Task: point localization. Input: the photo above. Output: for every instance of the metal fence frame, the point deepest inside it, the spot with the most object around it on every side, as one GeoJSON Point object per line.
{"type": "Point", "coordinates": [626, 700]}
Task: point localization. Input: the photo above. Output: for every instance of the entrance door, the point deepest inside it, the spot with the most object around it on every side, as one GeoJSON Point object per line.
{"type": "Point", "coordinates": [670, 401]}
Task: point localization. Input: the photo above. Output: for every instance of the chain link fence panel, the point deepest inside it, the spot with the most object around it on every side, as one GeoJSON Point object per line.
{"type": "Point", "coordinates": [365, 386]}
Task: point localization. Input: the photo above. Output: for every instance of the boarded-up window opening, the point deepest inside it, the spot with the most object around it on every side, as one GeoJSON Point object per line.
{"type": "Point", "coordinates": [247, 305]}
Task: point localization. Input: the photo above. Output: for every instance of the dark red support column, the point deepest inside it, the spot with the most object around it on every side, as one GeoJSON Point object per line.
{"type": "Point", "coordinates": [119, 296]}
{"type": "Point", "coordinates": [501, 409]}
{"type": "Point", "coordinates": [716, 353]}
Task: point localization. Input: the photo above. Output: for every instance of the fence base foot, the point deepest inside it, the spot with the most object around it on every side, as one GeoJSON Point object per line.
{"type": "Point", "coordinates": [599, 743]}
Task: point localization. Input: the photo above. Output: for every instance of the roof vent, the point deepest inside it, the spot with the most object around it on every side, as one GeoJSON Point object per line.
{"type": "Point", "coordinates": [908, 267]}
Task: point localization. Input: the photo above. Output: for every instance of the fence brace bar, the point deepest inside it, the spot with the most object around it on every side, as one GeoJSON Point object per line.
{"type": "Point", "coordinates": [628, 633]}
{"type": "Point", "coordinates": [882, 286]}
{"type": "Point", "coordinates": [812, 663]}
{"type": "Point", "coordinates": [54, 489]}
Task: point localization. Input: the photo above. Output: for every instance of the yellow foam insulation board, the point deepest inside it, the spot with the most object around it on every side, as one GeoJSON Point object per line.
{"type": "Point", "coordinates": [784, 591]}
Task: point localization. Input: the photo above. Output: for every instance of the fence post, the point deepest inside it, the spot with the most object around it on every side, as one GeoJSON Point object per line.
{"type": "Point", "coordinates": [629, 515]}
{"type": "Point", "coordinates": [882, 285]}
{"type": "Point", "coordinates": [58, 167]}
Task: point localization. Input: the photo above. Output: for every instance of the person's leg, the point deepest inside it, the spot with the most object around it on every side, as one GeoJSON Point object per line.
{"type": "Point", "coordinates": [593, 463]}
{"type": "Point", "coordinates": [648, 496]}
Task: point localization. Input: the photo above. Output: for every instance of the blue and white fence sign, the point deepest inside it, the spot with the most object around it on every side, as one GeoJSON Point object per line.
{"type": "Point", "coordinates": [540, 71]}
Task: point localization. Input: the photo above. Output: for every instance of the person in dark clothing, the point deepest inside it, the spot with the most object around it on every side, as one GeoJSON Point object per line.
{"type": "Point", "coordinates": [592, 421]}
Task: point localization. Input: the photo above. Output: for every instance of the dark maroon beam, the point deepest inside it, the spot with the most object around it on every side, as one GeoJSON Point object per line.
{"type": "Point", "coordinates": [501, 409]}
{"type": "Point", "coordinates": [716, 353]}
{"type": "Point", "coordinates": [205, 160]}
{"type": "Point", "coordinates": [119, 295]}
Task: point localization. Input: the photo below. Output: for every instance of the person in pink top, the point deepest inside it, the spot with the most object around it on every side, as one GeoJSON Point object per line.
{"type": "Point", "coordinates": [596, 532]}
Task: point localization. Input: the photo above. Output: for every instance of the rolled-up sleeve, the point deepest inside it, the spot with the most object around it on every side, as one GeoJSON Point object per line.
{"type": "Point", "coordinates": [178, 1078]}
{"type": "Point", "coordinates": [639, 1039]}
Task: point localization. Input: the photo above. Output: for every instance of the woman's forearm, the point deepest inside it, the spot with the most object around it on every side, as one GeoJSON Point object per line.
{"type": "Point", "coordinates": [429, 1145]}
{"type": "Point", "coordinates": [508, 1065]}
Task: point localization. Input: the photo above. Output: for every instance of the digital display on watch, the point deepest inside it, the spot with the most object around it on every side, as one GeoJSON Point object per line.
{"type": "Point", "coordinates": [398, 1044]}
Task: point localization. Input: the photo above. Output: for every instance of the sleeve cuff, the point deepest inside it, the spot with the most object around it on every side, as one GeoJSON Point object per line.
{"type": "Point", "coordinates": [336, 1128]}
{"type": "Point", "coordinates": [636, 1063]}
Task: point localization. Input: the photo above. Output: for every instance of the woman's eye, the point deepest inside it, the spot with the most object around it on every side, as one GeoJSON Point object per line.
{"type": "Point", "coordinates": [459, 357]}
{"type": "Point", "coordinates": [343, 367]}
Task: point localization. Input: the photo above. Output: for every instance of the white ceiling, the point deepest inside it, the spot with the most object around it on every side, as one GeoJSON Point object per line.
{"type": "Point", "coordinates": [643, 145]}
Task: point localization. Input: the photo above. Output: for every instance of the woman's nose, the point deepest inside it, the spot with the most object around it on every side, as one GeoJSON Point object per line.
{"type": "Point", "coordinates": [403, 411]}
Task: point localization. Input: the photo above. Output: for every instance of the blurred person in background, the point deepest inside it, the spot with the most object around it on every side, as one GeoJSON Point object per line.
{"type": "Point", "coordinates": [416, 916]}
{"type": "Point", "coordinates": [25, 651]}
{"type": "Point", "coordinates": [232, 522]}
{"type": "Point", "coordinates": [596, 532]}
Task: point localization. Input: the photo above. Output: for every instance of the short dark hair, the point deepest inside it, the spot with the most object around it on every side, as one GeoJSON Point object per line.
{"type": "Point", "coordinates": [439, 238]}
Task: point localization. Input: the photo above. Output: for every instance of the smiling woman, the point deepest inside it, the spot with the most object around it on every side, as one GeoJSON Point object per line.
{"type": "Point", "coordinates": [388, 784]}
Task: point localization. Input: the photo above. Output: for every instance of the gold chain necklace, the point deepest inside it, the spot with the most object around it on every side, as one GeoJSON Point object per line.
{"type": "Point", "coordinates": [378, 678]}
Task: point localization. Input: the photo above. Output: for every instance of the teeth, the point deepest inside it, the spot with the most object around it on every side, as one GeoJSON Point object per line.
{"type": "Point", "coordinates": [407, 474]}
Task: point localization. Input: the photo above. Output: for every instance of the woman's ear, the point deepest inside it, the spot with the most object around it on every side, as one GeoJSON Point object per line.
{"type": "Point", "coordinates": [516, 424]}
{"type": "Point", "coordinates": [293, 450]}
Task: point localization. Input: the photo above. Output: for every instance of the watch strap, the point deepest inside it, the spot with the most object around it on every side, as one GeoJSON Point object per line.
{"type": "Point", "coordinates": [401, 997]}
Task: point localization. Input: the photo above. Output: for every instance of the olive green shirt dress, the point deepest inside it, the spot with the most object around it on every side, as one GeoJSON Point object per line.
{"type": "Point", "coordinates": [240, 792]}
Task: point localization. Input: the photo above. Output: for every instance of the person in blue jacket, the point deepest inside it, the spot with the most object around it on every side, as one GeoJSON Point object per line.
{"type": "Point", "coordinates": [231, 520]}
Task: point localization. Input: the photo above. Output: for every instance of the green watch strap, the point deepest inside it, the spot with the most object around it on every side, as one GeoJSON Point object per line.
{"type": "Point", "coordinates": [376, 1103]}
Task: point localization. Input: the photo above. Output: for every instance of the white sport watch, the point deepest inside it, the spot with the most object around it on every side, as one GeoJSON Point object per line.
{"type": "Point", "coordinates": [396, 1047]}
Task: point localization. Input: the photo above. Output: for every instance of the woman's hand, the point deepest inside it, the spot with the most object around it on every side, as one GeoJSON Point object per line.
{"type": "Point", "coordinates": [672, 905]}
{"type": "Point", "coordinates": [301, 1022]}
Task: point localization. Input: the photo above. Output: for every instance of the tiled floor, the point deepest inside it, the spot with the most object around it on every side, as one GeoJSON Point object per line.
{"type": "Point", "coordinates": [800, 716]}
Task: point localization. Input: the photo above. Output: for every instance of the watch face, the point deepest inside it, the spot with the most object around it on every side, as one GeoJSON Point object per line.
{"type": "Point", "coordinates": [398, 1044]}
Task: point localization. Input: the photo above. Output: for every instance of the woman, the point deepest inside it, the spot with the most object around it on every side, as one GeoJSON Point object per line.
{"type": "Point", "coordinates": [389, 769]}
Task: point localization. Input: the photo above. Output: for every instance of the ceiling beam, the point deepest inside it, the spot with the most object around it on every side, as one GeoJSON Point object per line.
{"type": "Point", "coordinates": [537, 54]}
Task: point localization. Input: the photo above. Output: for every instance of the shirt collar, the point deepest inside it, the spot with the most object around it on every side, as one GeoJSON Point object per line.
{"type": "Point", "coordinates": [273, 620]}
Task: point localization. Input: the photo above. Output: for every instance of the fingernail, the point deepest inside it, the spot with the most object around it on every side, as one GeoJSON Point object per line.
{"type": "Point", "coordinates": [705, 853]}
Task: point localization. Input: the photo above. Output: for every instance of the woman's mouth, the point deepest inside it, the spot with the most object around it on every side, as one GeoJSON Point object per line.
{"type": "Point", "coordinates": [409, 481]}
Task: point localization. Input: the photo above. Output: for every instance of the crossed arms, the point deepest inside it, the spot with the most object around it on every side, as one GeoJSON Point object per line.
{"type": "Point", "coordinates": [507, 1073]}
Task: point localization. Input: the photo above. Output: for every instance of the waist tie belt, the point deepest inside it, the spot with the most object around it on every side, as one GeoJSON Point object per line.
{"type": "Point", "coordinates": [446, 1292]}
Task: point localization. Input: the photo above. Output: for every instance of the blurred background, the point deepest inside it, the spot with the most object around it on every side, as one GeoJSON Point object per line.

*INSTRUCTIONS FOR THE TASK*:
Copy out the lines word for word, starting at the line that contains "of the ceiling" and going through the very last line.

*SOLUTION FOR THIS EXERCISE*:
Task: point localization. Input: the photo above. Output: for every instance of the ceiling beam, the point deepest inside it, the spot with the most object around it on every side, as one GeoJSON Point object per line.
{"type": "Point", "coordinates": [537, 54]}
Task: point localization. Input: the photo above. Output: for every instance of the shirt collar, the point deepest inside it, the spot with the most object around it on every side, as one GeoJSON Point object per line.
{"type": "Point", "coordinates": [273, 620]}
Task: point localization. Input: the photo above. Output: for every instance of the fingernail, the point deepest inside it, the spot with the most object around it on every side, as one GeoJSON Point object per line.
{"type": "Point", "coordinates": [705, 853]}
Task: point localization. Input: the photo above. Output: for every instance of the woman's mouth, the point deepest inside it, the spot with the most object around it on every side, as one GeoJSON Point object per line.
{"type": "Point", "coordinates": [409, 481]}
Task: point localization. Input: the photo above. Output: for every instance of the crossed arms, the point deepest inside it, the spot with the most object around it on every side, as one GeoJSON Point object per line.
{"type": "Point", "coordinates": [507, 1073]}
Task: point localization. Input: the photo above. Output: for every instance of the waist tie belt, the point deepest inside it, the spot with the most object around it on every side, as one GeoJSON Point object per line.
{"type": "Point", "coordinates": [446, 1292]}
Task: point localization. Input: the photo above. Output: for every instance of the blurred background, the point deepest inside it, the spot with the most object around it on every side, as one GeoJSON Point object per line.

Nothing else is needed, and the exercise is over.